> **Work instructions**:
A - In the article on musculoskeletal disability claims, in what kinds of roles did those claims tend to occur?
B - Write the next part of the article on musculoskeletal disability claims, continuing from its last sentence.

When a plan sponsor was seeing musculoskeletal issues come up in disability claims, it wanted to figure out if it could do more to support employees, according to Tamara Harduwar (pictured right), Manulife Canada’s director of health insights and outcomes for group benefits.
During a session at Benefits Canada’s 2025 Healthy Outcomes Conference, she said a data review determined the plan sponsor client’s musculoskeletal disability claims were on the rise and they were also higher than at peer organizations.
Manulife found the claims tended to be in industrial and supply chain-related roles, had grown over the last three years and that employees who went on disability were either underutilizing their musculoskeletal benefits or maxing them out and not having their needs met.
Read: Survey finds plan sponsors, members divided over whether workplace supports musculoskeletal health
Those findings led the plan sponsor to invest in preventative musculoskeletal support, including workplace modifications, job training and encouraging “preventative habits” by rewarding plan members with Aeroplan points for engaging with health content.
It’s just one example of how data can be used to move from “treating disease to preventing it,” said Bill Rowell (pictured left), Manulife’s assistant vice-president of business analytics and advice for group benefits, also speaking during the session. “We see this as a turning point, an inflection, where we can use data and understanding to figure out how we move from sick care to well care.”

> **Given data**:
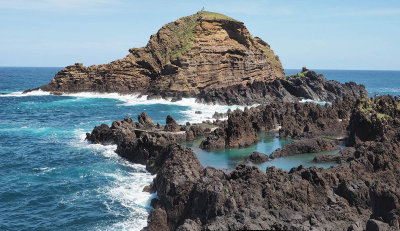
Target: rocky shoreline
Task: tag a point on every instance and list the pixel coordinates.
(360, 195)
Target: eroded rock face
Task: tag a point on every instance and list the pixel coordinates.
(202, 51)
(258, 157)
(297, 120)
(171, 125)
(363, 194)
(345, 155)
(303, 85)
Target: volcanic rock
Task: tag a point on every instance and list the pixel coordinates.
(258, 157)
(345, 155)
(171, 125)
(363, 194)
(202, 51)
(145, 121)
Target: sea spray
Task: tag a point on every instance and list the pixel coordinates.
(126, 189)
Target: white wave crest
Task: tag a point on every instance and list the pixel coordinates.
(207, 110)
(126, 187)
(21, 94)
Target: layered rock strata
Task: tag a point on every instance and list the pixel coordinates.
(198, 52)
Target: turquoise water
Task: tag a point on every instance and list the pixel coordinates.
(228, 159)
(51, 179)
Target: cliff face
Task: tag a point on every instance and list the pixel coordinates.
(202, 51)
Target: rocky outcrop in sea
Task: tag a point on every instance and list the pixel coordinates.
(202, 51)
(362, 194)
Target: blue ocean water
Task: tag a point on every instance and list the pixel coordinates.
(52, 179)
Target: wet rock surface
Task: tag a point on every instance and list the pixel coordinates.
(258, 157)
(202, 51)
(292, 120)
(345, 155)
(361, 195)
(304, 146)
(304, 85)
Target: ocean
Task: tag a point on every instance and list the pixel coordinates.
(52, 179)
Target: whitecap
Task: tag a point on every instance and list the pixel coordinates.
(126, 188)
(207, 110)
(31, 93)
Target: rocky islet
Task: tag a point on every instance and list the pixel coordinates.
(214, 58)
(360, 195)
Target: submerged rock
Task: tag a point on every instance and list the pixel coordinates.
(345, 155)
(171, 125)
(258, 157)
(363, 194)
(304, 146)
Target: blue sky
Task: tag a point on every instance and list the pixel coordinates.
(329, 34)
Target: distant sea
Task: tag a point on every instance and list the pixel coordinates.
(52, 179)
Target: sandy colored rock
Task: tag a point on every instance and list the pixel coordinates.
(202, 51)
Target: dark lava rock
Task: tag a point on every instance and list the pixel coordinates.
(258, 157)
(171, 125)
(101, 135)
(157, 220)
(304, 85)
(296, 120)
(362, 194)
(145, 121)
(345, 155)
(304, 146)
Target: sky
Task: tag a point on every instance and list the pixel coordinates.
(329, 34)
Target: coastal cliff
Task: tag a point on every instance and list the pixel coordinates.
(360, 195)
(202, 51)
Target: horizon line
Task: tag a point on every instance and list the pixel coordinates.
(327, 69)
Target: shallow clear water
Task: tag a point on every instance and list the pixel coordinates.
(229, 158)
(51, 179)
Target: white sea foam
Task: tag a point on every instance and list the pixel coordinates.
(207, 110)
(21, 94)
(126, 187)
(314, 101)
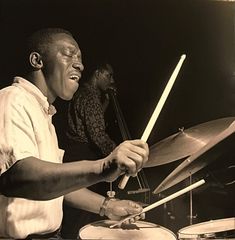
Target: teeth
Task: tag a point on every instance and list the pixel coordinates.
(74, 77)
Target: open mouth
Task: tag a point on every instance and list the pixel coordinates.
(75, 78)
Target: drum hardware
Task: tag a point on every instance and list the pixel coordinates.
(210, 152)
(139, 230)
(213, 229)
(191, 216)
(160, 202)
(185, 142)
(157, 111)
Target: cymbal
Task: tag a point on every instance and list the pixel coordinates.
(220, 144)
(185, 142)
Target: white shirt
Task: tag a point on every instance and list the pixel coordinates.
(26, 127)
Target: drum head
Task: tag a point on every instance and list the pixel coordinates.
(139, 231)
(208, 229)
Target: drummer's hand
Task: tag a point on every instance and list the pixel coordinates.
(119, 209)
(128, 157)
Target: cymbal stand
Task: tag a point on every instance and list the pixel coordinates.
(191, 216)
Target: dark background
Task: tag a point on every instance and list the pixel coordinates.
(143, 40)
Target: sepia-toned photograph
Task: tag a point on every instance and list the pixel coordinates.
(117, 119)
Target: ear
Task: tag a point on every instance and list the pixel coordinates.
(35, 60)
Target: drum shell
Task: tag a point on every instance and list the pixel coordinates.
(214, 229)
(139, 230)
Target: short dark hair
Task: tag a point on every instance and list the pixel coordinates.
(38, 41)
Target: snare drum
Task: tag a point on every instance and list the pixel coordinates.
(139, 230)
(214, 229)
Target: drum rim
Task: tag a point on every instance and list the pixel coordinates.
(144, 222)
(181, 232)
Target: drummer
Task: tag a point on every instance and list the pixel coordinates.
(33, 180)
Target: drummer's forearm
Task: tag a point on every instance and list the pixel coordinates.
(85, 199)
(41, 180)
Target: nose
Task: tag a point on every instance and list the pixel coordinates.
(78, 65)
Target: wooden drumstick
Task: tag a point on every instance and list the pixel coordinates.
(162, 201)
(157, 111)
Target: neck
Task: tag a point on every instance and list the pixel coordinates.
(37, 78)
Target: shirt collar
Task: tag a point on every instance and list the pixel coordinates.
(33, 90)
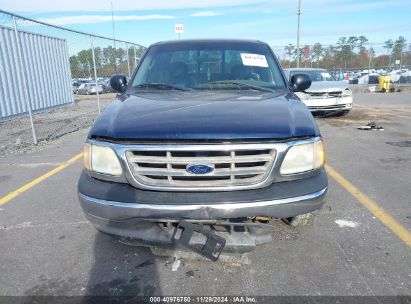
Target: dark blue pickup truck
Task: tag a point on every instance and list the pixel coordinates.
(202, 148)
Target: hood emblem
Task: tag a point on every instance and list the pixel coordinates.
(199, 169)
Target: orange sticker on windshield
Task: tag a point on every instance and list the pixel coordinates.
(254, 60)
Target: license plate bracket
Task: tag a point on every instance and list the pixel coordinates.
(212, 247)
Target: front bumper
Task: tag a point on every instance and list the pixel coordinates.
(151, 217)
(121, 202)
(329, 104)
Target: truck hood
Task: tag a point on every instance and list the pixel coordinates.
(205, 116)
(327, 86)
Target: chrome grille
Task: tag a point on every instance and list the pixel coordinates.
(320, 95)
(232, 167)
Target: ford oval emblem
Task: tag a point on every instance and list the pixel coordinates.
(199, 169)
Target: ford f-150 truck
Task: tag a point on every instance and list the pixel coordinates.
(203, 146)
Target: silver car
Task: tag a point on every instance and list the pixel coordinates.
(89, 88)
(325, 94)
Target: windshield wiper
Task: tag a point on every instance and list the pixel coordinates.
(159, 86)
(240, 85)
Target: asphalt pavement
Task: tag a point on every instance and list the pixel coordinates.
(49, 248)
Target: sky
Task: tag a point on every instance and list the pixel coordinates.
(272, 21)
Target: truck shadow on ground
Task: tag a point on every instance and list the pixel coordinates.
(122, 270)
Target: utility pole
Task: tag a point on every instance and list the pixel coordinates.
(298, 32)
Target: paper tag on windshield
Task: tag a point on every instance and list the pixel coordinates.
(254, 60)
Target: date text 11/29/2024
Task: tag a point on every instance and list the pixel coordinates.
(203, 299)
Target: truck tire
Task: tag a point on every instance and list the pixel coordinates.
(301, 220)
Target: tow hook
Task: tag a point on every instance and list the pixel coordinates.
(212, 247)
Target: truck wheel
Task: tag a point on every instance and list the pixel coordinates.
(300, 220)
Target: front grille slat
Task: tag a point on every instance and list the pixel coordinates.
(167, 168)
(185, 160)
(217, 172)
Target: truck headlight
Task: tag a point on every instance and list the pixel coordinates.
(303, 95)
(303, 157)
(347, 92)
(101, 160)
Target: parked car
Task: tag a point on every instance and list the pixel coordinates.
(89, 88)
(75, 85)
(205, 144)
(325, 93)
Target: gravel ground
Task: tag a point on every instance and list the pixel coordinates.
(16, 136)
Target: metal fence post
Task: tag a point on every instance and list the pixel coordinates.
(135, 57)
(24, 80)
(95, 75)
(128, 61)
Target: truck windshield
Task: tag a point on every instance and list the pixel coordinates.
(209, 66)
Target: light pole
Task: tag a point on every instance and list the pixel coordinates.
(298, 32)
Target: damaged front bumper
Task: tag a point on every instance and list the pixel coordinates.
(152, 218)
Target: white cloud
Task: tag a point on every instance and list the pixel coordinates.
(86, 19)
(98, 5)
(206, 14)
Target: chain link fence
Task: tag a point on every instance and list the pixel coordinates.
(34, 106)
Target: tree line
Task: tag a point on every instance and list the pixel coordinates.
(109, 60)
(349, 53)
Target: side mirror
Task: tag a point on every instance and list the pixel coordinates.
(118, 83)
(300, 82)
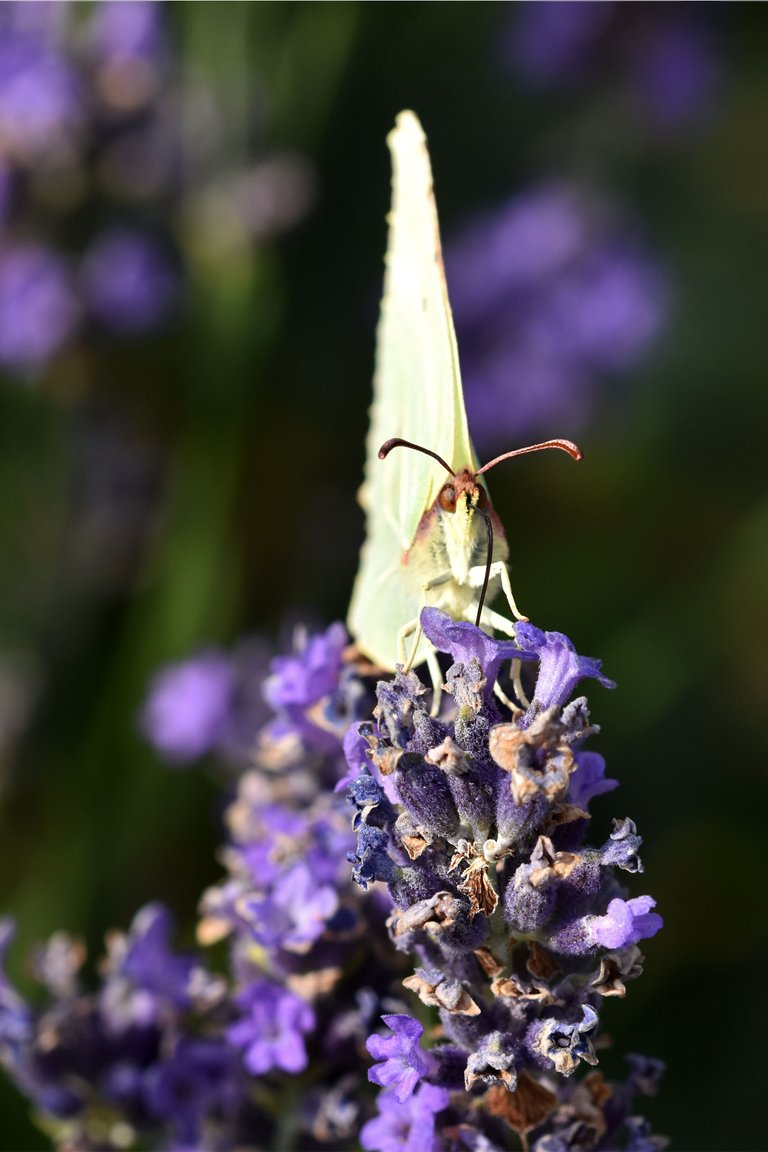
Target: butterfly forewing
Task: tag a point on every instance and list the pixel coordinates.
(417, 395)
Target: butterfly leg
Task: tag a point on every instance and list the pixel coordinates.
(435, 675)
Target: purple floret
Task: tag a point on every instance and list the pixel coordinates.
(38, 307)
(403, 1063)
(189, 706)
(625, 923)
(405, 1127)
(271, 1031)
(464, 642)
(130, 280)
(560, 668)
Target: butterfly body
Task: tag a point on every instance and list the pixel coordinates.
(426, 540)
(427, 537)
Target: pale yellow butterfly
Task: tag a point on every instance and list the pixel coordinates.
(426, 535)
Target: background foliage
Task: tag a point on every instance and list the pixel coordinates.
(168, 490)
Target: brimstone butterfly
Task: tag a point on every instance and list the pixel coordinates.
(426, 533)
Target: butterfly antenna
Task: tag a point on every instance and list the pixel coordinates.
(484, 590)
(396, 442)
(568, 446)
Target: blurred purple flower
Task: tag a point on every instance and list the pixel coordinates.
(560, 667)
(126, 30)
(670, 60)
(552, 43)
(40, 103)
(301, 681)
(548, 296)
(129, 48)
(130, 281)
(38, 309)
(189, 706)
(196, 1080)
(677, 75)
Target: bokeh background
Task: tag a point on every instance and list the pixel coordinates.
(192, 205)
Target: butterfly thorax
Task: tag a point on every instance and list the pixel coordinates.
(453, 538)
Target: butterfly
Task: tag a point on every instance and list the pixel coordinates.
(432, 533)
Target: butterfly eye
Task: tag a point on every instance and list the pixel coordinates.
(447, 498)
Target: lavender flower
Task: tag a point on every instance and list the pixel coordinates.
(403, 1063)
(189, 706)
(38, 307)
(129, 280)
(560, 667)
(667, 60)
(272, 1029)
(549, 297)
(40, 101)
(518, 927)
(405, 1127)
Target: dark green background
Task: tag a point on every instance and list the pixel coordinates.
(652, 554)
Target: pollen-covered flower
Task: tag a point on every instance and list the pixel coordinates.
(516, 925)
(403, 1063)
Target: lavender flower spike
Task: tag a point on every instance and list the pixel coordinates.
(463, 641)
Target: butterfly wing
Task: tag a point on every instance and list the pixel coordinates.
(417, 395)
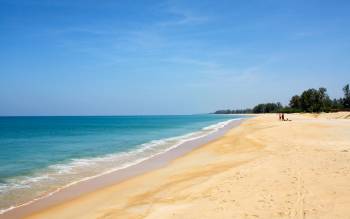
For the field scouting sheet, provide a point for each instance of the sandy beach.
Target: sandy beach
(263, 168)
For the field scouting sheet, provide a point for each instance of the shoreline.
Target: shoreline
(94, 183)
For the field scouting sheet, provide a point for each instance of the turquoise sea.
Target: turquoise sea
(41, 154)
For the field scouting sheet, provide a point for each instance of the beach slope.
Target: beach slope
(264, 168)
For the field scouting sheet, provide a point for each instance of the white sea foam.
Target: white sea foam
(87, 168)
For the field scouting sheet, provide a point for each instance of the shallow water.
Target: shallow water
(41, 154)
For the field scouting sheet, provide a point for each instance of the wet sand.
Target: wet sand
(264, 168)
(109, 179)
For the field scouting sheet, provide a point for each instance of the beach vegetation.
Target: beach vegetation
(311, 100)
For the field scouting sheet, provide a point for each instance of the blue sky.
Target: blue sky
(61, 57)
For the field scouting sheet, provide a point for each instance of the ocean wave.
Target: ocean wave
(63, 175)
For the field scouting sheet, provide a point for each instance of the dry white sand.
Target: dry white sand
(262, 169)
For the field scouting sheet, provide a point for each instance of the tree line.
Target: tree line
(311, 100)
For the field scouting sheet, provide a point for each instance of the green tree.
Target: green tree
(295, 102)
(346, 99)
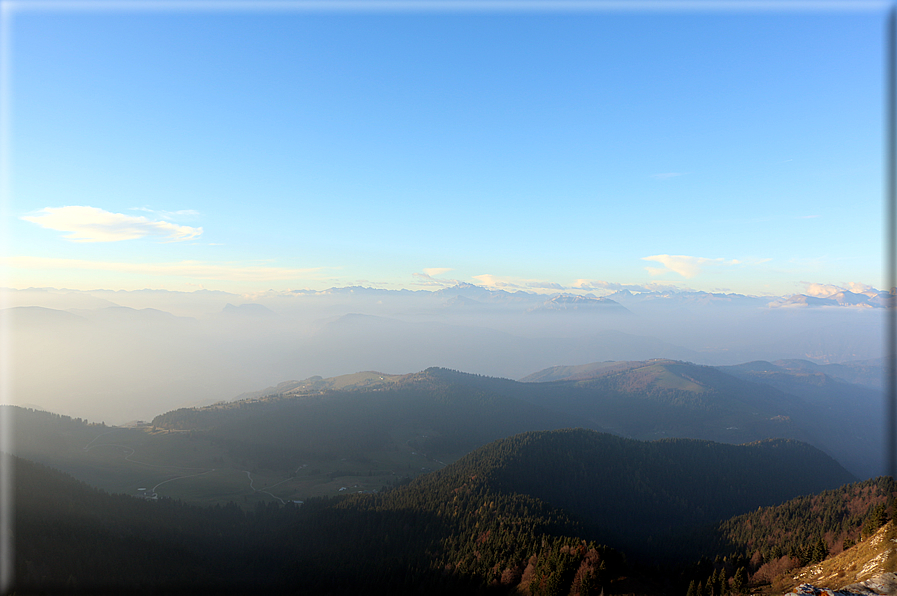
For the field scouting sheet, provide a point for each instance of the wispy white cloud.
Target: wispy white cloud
(168, 215)
(434, 271)
(90, 224)
(686, 266)
(190, 269)
(827, 290)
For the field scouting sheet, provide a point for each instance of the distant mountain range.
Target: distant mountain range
(118, 356)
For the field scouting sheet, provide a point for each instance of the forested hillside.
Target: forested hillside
(447, 413)
(530, 511)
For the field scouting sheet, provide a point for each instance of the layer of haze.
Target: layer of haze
(121, 356)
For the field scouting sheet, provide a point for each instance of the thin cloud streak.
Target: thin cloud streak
(90, 224)
(686, 266)
(192, 269)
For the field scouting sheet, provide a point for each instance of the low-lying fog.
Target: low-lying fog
(121, 356)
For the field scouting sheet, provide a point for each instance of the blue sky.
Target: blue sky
(245, 150)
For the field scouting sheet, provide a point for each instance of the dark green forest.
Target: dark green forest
(557, 512)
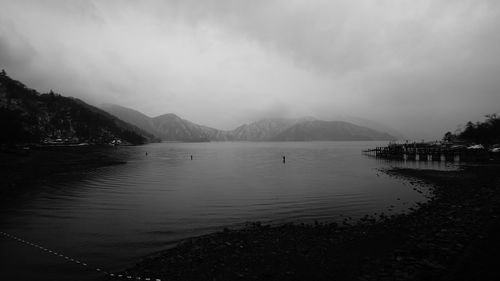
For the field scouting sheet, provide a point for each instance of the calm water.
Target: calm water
(111, 217)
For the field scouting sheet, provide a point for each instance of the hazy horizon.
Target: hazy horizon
(421, 68)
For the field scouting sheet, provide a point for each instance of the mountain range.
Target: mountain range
(170, 127)
(27, 116)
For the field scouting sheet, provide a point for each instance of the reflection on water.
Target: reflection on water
(110, 217)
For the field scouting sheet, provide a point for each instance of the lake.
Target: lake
(111, 217)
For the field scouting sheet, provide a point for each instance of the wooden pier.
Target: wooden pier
(429, 153)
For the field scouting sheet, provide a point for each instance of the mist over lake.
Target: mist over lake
(111, 217)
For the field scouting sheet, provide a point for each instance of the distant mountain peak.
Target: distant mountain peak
(171, 127)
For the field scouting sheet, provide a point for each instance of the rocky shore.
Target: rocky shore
(453, 236)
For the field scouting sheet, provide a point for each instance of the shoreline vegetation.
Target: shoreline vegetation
(21, 168)
(453, 236)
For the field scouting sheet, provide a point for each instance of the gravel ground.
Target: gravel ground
(454, 236)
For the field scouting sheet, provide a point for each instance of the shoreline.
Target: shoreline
(22, 169)
(442, 239)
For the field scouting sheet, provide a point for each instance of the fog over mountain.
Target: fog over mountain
(417, 67)
(170, 127)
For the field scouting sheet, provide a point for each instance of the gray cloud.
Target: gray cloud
(422, 67)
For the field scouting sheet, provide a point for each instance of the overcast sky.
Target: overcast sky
(422, 67)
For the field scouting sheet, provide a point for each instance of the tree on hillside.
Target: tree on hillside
(486, 132)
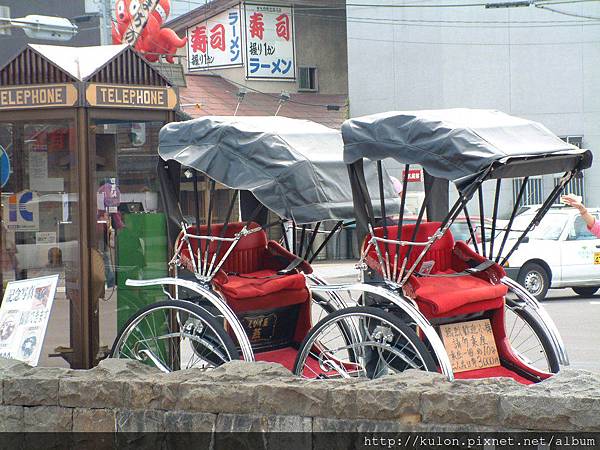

> **Answers to each task**:
A - Industrial and supply chain-related roles.

B -
The insurer has already identified a powerful insight around diabetes care, he said, noting Manulife found plan members across its book of business who saw a dietician before starting to take medication for the condition were much less likely to progress through the tiers of diabetes drugs. Those who saw a dietician at any point after their diagnosis had more positive outcomes than those who didn’t, including having lower rates of co-morbid cardiovascular claims and lower diabetes-related long-term disability incidences.
Harduwar’s team also found, in working with a different plan sponsor client, increasing mental-health coverage can encourage more employees to use the benefit. A plan sponsor that increased its mental-health coverage from $3,000 per employee per year to $10,000 found the biggest contributor to cost increases was the number of unique claimants.
“Because [the plan sponsor] had increased this benefit, it . . . helped to normalize the use of this program and help more people start to access care,” she said.
In another book-of-business review, Manulife also found plan members on disability leave who had used their paramedical benefits in the year before their leave were far less likely to transition from short- to long-term disability.